DIRECTIONS FOR THIS TASK — Transcribe the records exactly from the line with "Task: pick out the hillside slope." to the end, both included.

[start THE DATA]

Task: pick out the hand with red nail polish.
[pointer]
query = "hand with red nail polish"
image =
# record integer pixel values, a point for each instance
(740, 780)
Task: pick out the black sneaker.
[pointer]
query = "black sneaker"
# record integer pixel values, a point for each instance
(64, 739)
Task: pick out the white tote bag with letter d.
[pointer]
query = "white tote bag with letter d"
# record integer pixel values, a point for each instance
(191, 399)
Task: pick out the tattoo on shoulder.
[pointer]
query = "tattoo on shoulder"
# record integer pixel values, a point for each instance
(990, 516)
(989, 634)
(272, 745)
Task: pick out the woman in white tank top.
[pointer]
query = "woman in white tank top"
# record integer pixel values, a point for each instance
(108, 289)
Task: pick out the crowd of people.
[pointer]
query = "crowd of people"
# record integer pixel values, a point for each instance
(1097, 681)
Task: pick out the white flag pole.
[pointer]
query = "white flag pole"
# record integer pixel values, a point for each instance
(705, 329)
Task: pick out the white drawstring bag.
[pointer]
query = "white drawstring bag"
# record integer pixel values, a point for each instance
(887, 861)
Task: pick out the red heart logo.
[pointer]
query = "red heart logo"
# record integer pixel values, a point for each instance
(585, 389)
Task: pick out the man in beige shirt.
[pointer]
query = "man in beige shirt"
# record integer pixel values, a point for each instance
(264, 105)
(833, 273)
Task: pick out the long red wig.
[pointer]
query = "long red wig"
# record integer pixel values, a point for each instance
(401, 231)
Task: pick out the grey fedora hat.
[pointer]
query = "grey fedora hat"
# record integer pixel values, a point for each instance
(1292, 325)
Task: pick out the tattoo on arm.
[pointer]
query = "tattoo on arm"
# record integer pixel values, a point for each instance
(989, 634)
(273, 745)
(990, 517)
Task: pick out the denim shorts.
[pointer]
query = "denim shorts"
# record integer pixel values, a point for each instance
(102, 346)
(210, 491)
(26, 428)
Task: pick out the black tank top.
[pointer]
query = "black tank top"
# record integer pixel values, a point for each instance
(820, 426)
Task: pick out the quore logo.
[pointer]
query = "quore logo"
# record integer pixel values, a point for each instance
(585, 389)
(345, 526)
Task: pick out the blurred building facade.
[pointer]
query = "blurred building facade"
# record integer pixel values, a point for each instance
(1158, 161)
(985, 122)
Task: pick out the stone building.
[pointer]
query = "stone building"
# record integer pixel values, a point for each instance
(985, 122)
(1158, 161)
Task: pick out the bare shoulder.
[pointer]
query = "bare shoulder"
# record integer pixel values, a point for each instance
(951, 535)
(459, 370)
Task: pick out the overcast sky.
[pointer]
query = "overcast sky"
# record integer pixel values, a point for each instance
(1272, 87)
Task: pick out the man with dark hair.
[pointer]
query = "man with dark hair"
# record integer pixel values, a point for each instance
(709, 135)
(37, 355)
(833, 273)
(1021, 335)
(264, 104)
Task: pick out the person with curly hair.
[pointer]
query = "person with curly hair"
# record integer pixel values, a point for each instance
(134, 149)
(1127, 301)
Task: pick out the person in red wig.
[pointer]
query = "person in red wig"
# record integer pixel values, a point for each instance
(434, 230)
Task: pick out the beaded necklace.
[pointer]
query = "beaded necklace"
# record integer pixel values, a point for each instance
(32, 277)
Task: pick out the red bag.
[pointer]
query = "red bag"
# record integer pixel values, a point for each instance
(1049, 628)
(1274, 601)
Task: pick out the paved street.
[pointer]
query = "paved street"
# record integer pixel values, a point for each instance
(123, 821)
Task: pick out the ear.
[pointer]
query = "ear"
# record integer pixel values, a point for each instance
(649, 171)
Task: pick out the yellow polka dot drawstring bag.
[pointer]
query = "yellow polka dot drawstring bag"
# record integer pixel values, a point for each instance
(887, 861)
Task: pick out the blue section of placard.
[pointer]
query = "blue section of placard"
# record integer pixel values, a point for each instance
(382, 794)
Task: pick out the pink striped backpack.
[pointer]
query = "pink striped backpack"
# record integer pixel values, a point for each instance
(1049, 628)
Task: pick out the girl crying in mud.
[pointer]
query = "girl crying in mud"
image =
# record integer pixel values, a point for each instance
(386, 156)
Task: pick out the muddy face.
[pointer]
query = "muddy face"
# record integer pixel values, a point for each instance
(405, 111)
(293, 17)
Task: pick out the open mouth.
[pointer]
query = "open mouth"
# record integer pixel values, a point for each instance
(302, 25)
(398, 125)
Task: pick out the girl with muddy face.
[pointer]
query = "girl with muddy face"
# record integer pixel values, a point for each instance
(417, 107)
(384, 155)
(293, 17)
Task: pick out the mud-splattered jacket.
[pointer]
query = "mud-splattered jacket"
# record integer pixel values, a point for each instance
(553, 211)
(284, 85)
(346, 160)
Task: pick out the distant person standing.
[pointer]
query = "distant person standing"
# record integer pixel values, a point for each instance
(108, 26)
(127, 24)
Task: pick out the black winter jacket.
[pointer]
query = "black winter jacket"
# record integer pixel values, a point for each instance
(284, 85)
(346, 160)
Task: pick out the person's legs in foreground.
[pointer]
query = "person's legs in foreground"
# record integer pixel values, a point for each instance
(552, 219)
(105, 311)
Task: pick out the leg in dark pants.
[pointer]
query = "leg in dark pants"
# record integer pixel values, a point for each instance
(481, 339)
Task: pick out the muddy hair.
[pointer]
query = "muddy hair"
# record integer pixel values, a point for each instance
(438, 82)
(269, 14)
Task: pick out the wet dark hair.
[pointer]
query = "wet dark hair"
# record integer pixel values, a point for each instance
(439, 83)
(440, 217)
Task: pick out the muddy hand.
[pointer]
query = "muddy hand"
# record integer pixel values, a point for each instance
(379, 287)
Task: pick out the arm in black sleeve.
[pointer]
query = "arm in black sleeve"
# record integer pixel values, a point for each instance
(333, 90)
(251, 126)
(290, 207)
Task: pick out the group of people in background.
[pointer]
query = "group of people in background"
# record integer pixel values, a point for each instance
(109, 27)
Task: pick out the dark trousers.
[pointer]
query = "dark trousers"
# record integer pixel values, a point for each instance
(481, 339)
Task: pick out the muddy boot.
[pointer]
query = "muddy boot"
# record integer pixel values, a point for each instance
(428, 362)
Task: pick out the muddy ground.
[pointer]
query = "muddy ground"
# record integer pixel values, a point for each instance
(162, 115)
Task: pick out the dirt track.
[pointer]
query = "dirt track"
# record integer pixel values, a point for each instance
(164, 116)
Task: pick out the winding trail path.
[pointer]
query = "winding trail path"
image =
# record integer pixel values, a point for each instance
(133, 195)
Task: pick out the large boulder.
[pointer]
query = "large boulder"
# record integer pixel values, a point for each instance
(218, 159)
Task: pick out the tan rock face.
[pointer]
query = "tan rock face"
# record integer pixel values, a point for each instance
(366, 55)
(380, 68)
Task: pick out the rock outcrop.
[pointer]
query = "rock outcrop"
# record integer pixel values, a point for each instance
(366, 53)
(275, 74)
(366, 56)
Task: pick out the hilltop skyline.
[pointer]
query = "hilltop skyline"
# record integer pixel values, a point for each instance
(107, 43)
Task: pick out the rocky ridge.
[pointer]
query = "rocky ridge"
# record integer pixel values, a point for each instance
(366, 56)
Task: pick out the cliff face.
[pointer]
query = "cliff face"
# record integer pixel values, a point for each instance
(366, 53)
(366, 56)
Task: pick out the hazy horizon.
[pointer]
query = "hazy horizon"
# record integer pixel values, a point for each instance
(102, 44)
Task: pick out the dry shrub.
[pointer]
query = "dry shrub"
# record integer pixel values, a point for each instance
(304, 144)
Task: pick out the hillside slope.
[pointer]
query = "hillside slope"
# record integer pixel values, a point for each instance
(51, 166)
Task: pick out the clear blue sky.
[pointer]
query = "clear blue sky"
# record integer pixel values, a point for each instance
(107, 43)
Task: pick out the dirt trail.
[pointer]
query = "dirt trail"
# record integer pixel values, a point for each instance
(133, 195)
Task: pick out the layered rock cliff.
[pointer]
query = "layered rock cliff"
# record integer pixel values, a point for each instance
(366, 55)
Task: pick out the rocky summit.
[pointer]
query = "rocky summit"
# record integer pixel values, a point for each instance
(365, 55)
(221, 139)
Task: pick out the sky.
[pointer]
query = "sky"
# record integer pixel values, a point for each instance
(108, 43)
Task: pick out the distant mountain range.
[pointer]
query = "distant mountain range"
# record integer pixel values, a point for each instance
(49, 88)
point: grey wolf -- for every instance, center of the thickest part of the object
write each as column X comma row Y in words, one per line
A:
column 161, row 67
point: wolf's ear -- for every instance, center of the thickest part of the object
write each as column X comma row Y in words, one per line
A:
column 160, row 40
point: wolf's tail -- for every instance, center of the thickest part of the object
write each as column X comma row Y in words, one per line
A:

[end THE DATA]

OUTPUT BELOW —
Task: pick out the hillside slope.
[pointer]
query = "hillside slope"
# record integer pixel values, a point for each instance
(51, 166)
Task: pick out the clear blue sky.
[pointer]
query = "clear blue sky"
# record integer pixel values, a point for each instance
(107, 43)
Task: pick out the dirt trail.
[pointer]
query = "dirt trail"
# record integer pixel values, a point for each instance
(133, 195)
Task: pick out the layered rock cliff.
[pointer]
query = "layered rock cliff"
# record integer pixel values, a point for each instance
(366, 55)
Task: pick out the rocky summit.
[pointer]
query = "rocky summit"
# record integer pixel values, a point for each instance
(365, 55)
(221, 139)
Task: pick out the sky.
[pointer]
query = "sky"
# record integer pixel values, a point for each instance
(108, 43)
Task: pick out the distant mountain range.
[pointer]
query = "distant mountain range"
# record integer pixel values, a point for each instance
(49, 88)
point: grey wolf -- for every instance, center of the thickest part of the object
write each as column X comma row Y in words, one per line
A:
column 161, row 67
point: wolf's ear -- for every instance, center of the thickest part of the object
write each as column X comma row Y in words, one per line
A:
column 160, row 40
point: wolf's tail -- for every instance, center of the thickest part of the object
write each as column X comma row Y in words, one per line
A:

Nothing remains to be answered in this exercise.